**PROBLEM DETAILS**
Please retype every entry, keeping each one exactly as written.

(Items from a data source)
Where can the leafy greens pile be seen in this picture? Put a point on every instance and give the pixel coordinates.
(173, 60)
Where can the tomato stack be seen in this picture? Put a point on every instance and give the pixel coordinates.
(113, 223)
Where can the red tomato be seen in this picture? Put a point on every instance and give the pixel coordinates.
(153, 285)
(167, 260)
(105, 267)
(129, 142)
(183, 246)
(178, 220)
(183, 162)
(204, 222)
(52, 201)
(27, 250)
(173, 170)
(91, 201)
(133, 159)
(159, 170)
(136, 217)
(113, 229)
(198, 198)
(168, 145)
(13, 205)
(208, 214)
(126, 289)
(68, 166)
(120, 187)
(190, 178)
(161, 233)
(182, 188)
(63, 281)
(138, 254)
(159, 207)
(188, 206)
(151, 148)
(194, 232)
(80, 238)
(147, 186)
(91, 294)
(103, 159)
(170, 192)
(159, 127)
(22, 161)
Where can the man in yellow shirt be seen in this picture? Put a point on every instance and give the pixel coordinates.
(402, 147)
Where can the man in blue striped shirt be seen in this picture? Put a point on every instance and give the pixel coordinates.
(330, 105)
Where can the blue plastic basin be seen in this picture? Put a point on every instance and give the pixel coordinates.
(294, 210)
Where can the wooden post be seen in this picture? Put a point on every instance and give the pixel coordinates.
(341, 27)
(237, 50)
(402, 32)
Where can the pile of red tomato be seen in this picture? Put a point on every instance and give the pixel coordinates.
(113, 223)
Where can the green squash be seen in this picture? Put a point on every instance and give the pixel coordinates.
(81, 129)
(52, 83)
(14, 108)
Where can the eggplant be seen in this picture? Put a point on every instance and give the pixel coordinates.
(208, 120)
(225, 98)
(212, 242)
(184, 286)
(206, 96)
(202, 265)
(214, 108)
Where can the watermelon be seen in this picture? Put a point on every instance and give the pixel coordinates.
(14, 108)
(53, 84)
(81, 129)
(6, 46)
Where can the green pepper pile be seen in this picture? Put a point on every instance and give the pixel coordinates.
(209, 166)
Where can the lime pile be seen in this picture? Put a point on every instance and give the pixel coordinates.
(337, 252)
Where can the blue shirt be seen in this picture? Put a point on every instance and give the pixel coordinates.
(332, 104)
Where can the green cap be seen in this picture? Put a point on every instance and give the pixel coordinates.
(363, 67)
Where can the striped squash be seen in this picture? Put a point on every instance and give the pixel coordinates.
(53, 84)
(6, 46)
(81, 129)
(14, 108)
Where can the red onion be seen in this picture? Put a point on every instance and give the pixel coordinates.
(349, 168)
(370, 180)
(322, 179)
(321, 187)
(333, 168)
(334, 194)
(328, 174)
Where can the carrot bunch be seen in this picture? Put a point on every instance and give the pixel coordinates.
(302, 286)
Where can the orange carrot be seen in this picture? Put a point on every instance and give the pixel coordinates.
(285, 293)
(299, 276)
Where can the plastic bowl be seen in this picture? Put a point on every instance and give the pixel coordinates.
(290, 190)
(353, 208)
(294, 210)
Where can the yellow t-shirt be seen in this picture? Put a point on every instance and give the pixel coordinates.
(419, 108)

**EXPECTED OUTPUT**
Where can the leafy greens pile be seen in this picture? Put a point on every instance and give the pixel coordinates.
(173, 60)
Where can the tomato stack be seen in this picture? Put a point on every instance and give the pixel coordinates.
(113, 223)
Where can the red tomato be seen in this picture? Put a point on every instance and give the pixel coordinates.
(153, 285)
(167, 260)
(105, 267)
(129, 142)
(183, 246)
(178, 220)
(183, 162)
(204, 222)
(52, 201)
(27, 250)
(173, 170)
(91, 201)
(133, 159)
(159, 170)
(136, 217)
(113, 229)
(198, 198)
(168, 145)
(13, 205)
(208, 214)
(126, 289)
(68, 166)
(120, 187)
(190, 178)
(161, 233)
(182, 188)
(63, 281)
(138, 254)
(159, 207)
(188, 206)
(151, 148)
(194, 232)
(80, 238)
(147, 186)
(91, 294)
(103, 159)
(170, 192)
(159, 127)
(22, 161)
Where can the man in yellow shirt be seen in this picture? Put a point on every instance and give the pixel coordinates.
(402, 147)
Where can the man in blue striped shirt be seen in this picture? Put a point on every instance and give the pixel coordinates.
(330, 105)
Where can the blue plastic basin be seen in this picture? Put a point on every instance and give the pixel coordinates.
(294, 210)
Where can the wooden post be seen in this picture? Put a point on every instance and give the pixel coordinates.
(341, 27)
(237, 50)
(402, 32)
Where can the pile of red tomato be seen in this picture? Put a point on every instance and give the pixel coordinates.
(113, 223)
Where can the green squash be seen in this picture? Put a point on every instance and give the pixel coordinates.
(81, 129)
(52, 83)
(14, 108)
Where can the eggplant be seen in this picture? Put a point on every instance and give the pixel coordinates.
(208, 120)
(225, 98)
(212, 242)
(184, 286)
(206, 96)
(202, 265)
(214, 108)
Where can the watermelon be seen in this picture? Put a point on every instance and give the pixel coordinates.
(14, 108)
(53, 84)
(81, 129)
(6, 46)
Where can the green pepper pile be seen in this picture? Put a point on every instance and give the pixel coordinates.
(209, 166)
Where can the lime pile be seen in this picture? Put a point on every instance and give the pixel coordinates.
(337, 252)
Where can the blue shirt be seen in this picture? Put a point on every instance and give the pixel coordinates.
(332, 104)
Where can the green cap be seen in this picture? Put a point on every instance and give the pixel coordinates.
(363, 67)
Where can the striped squash be seen in this picture? Put a point on every instance and give the pixel coordinates.
(53, 84)
(6, 46)
(81, 129)
(14, 108)
Where can the red onion be seen in this picture? Put a point on every instance and give the pixel coordinates.
(349, 168)
(370, 180)
(322, 179)
(321, 187)
(333, 168)
(334, 194)
(328, 174)
Where can the carrot bunch be seen in this picture? Put a point on every instance and give the pixel coordinates.
(302, 286)
Where can the orange carrot be seen in this picture? Put a point on every instance and give the pixel coordinates.
(285, 293)
(299, 276)
Where can the plastic bowl be seen in this picture? Put a point on every instance and give the pixel coordinates.
(290, 190)
(353, 208)
(294, 210)
Where can the yellow t-shirt be seen in this picture? Put a point on every instance and give the pixel coordinates.
(419, 108)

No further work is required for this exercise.